— START —
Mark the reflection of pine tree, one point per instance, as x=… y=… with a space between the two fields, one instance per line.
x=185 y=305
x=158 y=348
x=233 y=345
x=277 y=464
— END —
## What to work on:
Collect every line above that contains the word "reflection", treating uppercase and lowercase as distinct.

## In response:
Mark the reflection of pine tree, one point per instance, as x=… y=… with a space between the two fields, one instance per line.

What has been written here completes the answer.